#### Problem details:
Your answer is the line containing "If you would be willing to indicate the black formula" plus every line after it to the end of the data below, transcribed exactly and with nothing else.

'''

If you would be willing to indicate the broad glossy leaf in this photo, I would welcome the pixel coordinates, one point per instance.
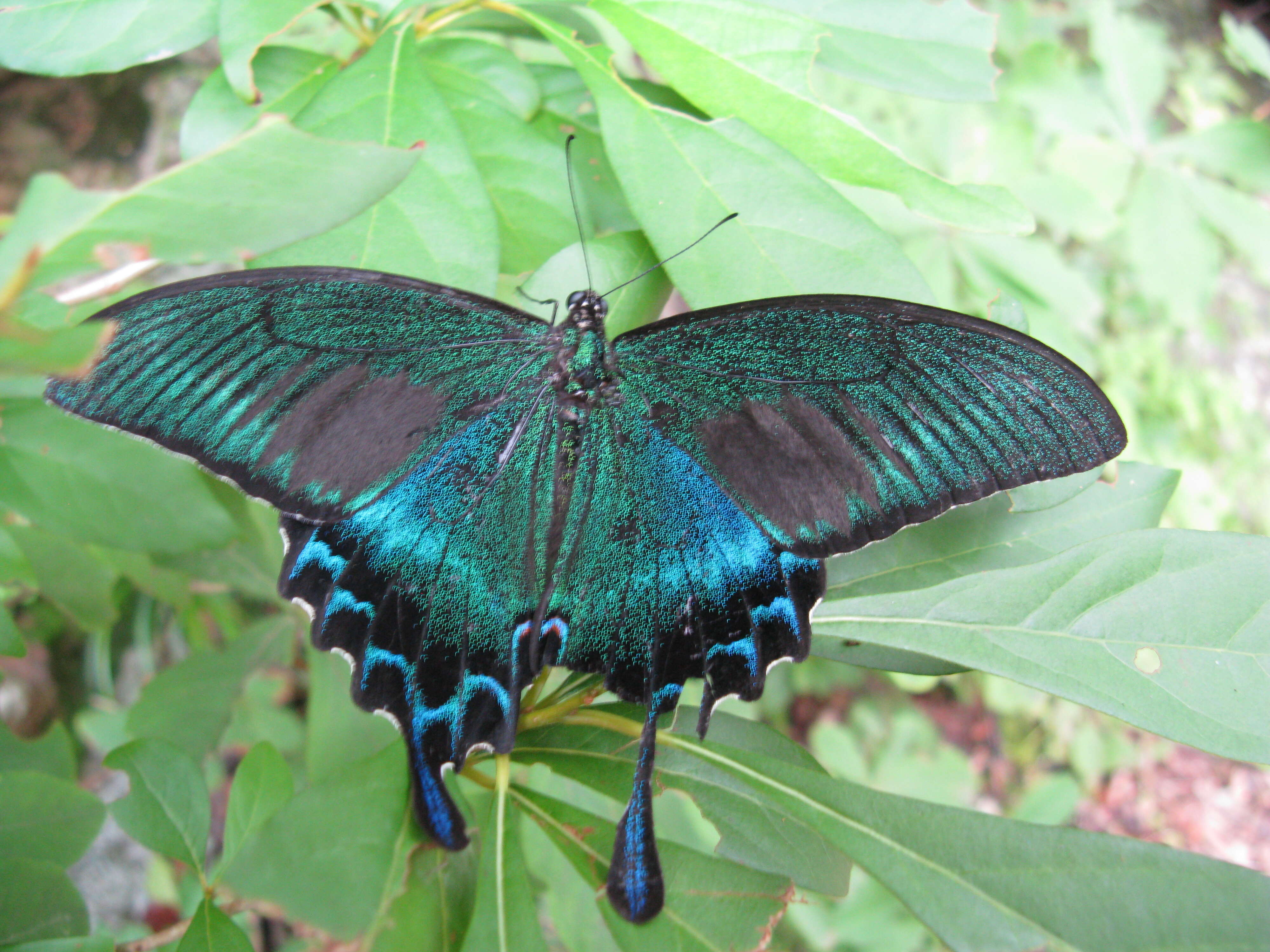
(46, 818)
(505, 913)
(272, 187)
(981, 882)
(759, 72)
(439, 223)
(327, 856)
(244, 27)
(50, 753)
(523, 171)
(167, 807)
(104, 488)
(614, 260)
(340, 733)
(70, 576)
(993, 535)
(50, 210)
(568, 898)
(262, 786)
(435, 908)
(189, 704)
(711, 903)
(39, 902)
(74, 37)
(1165, 629)
(681, 176)
(286, 77)
(211, 931)
(752, 831)
(943, 51)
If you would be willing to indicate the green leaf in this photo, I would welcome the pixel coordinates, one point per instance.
(882, 658)
(759, 72)
(272, 187)
(46, 818)
(1165, 629)
(211, 931)
(981, 882)
(167, 808)
(1238, 150)
(614, 260)
(991, 534)
(711, 903)
(752, 832)
(189, 704)
(1248, 49)
(439, 223)
(328, 856)
(1240, 219)
(1060, 301)
(505, 913)
(436, 907)
(72, 577)
(11, 639)
(50, 753)
(491, 95)
(1135, 56)
(1174, 257)
(1046, 496)
(102, 488)
(681, 177)
(39, 902)
(246, 26)
(288, 79)
(50, 211)
(72, 39)
(262, 786)
(943, 51)
(81, 944)
(340, 733)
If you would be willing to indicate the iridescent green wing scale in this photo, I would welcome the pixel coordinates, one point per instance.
(314, 389)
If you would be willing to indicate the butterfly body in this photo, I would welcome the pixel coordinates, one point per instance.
(471, 494)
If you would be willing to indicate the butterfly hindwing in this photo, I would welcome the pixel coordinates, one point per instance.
(838, 421)
(313, 389)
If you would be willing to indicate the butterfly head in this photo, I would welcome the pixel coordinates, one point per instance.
(587, 310)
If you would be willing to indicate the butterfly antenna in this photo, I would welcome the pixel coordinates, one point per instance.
(723, 221)
(573, 197)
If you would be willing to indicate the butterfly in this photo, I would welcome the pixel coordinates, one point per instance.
(469, 493)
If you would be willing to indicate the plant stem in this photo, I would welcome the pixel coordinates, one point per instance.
(559, 711)
(502, 777)
(438, 20)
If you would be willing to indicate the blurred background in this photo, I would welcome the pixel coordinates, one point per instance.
(1150, 267)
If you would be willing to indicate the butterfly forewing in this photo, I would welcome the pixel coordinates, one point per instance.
(838, 421)
(313, 389)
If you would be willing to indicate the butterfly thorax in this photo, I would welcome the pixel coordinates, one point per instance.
(585, 367)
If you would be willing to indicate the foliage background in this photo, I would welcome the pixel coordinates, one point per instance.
(1113, 195)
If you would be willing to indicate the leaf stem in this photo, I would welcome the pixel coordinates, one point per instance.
(502, 777)
(444, 17)
(559, 711)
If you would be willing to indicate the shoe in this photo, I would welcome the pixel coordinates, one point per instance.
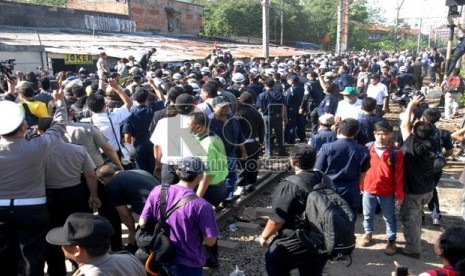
(390, 248)
(239, 190)
(366, 240)
(248, 189)
(410, 254)
(460, 158)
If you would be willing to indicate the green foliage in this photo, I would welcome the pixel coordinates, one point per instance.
(46, 2)
(304, 20)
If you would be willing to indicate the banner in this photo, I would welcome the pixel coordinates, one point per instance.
(77, 59)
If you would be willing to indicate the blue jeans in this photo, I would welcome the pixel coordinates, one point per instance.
(388, 208)
(231, 179)
(182, 270)
(274, 122)
(288, 253)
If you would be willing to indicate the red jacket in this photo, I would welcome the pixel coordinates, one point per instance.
(382, 178)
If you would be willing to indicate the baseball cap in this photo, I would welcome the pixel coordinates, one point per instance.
(349, 91)
(11, 116)
(375, 76)
(184, 102)
(220, 101)
(81, 229)
(326, 119)
(247, 98)
(141, 95)
(191, 165)
(293, 78)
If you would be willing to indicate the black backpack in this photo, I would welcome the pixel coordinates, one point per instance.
(329, 224)
(154, 238)
(30, 118)
(439, 160)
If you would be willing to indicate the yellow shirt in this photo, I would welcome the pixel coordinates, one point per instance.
(37, 108)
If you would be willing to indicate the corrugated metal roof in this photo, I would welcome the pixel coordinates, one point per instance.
(65, 41)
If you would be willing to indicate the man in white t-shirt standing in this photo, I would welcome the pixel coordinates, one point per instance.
(349, 107)
(378, 91)
(109, 121)
(172, 140)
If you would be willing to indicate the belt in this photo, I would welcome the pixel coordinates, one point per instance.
(251, 140)
(23, 201)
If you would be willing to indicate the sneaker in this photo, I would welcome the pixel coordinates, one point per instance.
(410, 254)
(366, 240)
(390, 248)
(239, 190)
(460, 158)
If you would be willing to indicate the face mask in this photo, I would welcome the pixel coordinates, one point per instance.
(347, 99)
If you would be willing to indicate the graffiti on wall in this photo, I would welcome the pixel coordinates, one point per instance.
(110, 24)
(173, 17)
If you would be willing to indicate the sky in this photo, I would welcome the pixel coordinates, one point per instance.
(427, 9)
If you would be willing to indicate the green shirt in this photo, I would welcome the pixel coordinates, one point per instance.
(215, 158)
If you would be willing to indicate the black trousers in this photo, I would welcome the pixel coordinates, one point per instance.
(168, 174)
(248, 169)
(61, 203)
(111, 214)
(22, 233)
(286, 253)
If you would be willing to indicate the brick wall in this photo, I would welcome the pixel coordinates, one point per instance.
(166, 16)
(28, 15)
(108, 6)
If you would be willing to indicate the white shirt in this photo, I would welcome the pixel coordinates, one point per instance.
(205, 108)
(174, 139)
(102, 122)
(378, 92)
(346, 110)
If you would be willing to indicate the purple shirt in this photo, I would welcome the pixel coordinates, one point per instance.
(188, 224)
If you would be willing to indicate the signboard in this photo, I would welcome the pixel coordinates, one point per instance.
(77, 59)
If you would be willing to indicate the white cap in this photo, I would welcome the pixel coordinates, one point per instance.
(238, 77)
(253, 70)
(177, 76)
(134, 70)
(11, 116)
(195, 86)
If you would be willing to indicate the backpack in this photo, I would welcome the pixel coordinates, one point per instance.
(442, 272)
(454, 85)
(30, 118)
(439, 160)
(329, 224)
(155, 238)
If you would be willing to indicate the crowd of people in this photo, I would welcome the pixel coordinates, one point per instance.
(104, 141)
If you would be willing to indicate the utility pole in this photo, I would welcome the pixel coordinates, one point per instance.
(281, 42)
(339, 26)
(266, 28)
(453, 13)
(399, 6)
(342, 26)
(419, 36)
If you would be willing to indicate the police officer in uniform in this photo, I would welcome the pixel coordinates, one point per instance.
(23, 210)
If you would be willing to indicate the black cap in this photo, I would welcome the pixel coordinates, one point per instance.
(191, 165)
(184, 102)
(220, 101)
(141, 95)
(81, 229)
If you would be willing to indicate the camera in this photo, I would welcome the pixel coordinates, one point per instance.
(7, 67)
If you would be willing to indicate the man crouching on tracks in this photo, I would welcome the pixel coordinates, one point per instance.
(286, 251)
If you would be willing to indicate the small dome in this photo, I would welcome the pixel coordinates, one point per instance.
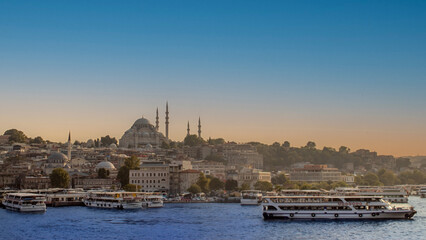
(57, 157)
(90, 143)
(141, 123)
(106, 165)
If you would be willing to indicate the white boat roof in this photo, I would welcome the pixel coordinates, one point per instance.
(334, 197)
(25, 195)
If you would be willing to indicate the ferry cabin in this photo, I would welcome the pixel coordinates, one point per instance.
(251, 197)
(25, 202)
(422, 192)
(115, 200)
(332, 207)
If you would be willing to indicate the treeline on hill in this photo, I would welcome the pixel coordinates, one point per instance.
(282, 156)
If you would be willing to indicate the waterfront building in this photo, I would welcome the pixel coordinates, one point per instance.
(242, 155)
(34, 182)
(316, 173)
(4, 139)
(94, 183)
(187, 178)
(55, 160)
(153, 176)
(252, 175)
(212, 168)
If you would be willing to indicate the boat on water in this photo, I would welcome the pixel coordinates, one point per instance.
(153, 201)
(422, 192)
(66, 198)
(251, 197)
(113, 200)
(333, 207)
(390, 194)
(297, 192)
(25, 202)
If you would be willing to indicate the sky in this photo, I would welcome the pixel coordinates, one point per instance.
(337, 73)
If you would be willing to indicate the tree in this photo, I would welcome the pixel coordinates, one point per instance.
(192, 140)
(16, 136)
(194, 189)
(107, 140)
(279, 179)
(103, 173)
(263, 186)
(203, 182)
(231, 185)
(59, 178)
(216, 184)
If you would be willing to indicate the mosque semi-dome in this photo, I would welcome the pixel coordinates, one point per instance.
(106, 165)
(142, 134)
(57, 157)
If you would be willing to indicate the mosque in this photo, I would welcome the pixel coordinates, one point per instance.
(143, 134)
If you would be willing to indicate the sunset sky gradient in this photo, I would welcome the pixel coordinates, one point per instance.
(337, 73)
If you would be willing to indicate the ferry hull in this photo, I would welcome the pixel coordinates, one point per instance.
(19, 208)
(250, 202)
(110, 205)
(401, 214)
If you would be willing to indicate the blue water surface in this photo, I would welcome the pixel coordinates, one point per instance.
(199, 221)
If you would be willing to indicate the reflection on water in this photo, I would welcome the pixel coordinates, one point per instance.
(199, 221)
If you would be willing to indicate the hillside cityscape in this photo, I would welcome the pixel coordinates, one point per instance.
(193, 165)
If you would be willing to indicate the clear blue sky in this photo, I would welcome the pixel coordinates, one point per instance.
(336, 72)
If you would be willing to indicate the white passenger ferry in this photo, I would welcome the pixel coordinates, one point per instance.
(114, 200)
(297, 192)
(25, 202)
(422, 192)
(390, 194)
(332, 207)
(251, 197)
(153, 201)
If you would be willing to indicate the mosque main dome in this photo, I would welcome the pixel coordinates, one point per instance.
(141, 134)
(106, 165)
(57, 157)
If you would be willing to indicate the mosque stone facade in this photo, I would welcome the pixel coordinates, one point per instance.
(142, 135)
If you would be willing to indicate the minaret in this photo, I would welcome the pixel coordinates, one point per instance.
(157, 123)
(199, 127)
(167, 120)
(69, 146)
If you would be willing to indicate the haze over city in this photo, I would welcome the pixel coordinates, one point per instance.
(336, 73)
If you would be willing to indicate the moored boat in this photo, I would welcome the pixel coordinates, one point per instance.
(332, 207)
(251, 197)
(25, 202)
(113, 200)
(422, 192)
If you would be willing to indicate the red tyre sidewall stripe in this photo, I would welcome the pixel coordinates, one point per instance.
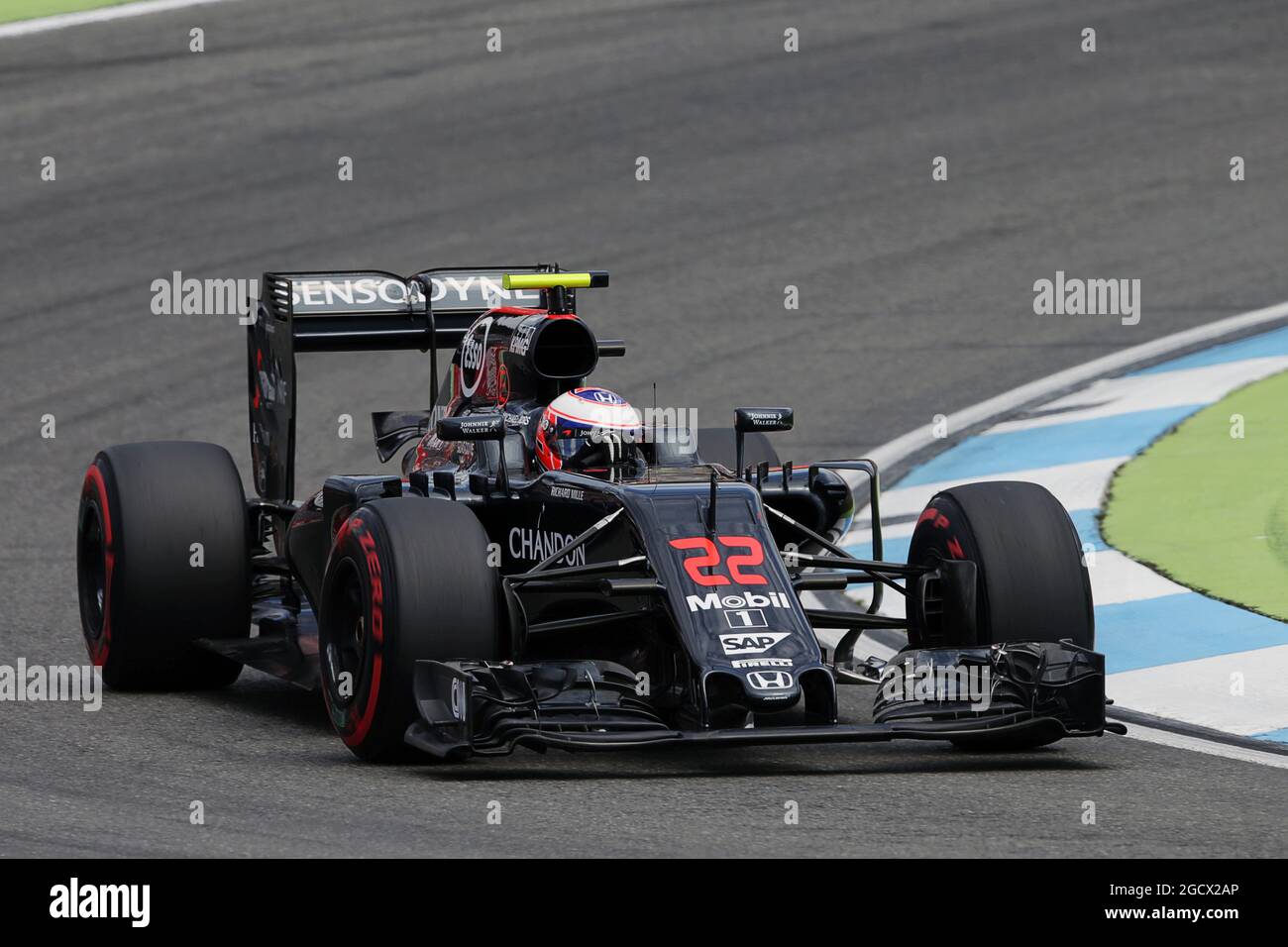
(352, 723)
(98, 650)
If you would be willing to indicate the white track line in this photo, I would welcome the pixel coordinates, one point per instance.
(1212, 748)
(923, 437)
(913, 441)
(60, 21)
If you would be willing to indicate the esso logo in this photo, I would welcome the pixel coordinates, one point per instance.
(473, 351)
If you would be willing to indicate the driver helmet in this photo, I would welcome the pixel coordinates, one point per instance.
(590, 431)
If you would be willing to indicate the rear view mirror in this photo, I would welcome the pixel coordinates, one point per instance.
(472, 428)
(763, 419)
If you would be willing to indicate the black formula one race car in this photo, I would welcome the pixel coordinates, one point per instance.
(554, 569)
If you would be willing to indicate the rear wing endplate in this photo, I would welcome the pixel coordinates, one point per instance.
(355, 311)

'''

#### Exercise answer:
If you would be willing to indicate the black formula one race car in this photo, I would welcome the pixel coordinates, one point per instance.
(554, 569)
If you would be willing to indicate the rear wing endplate in this photo, I would welcome the pixel coordinates, one point per instance.
(355, 311)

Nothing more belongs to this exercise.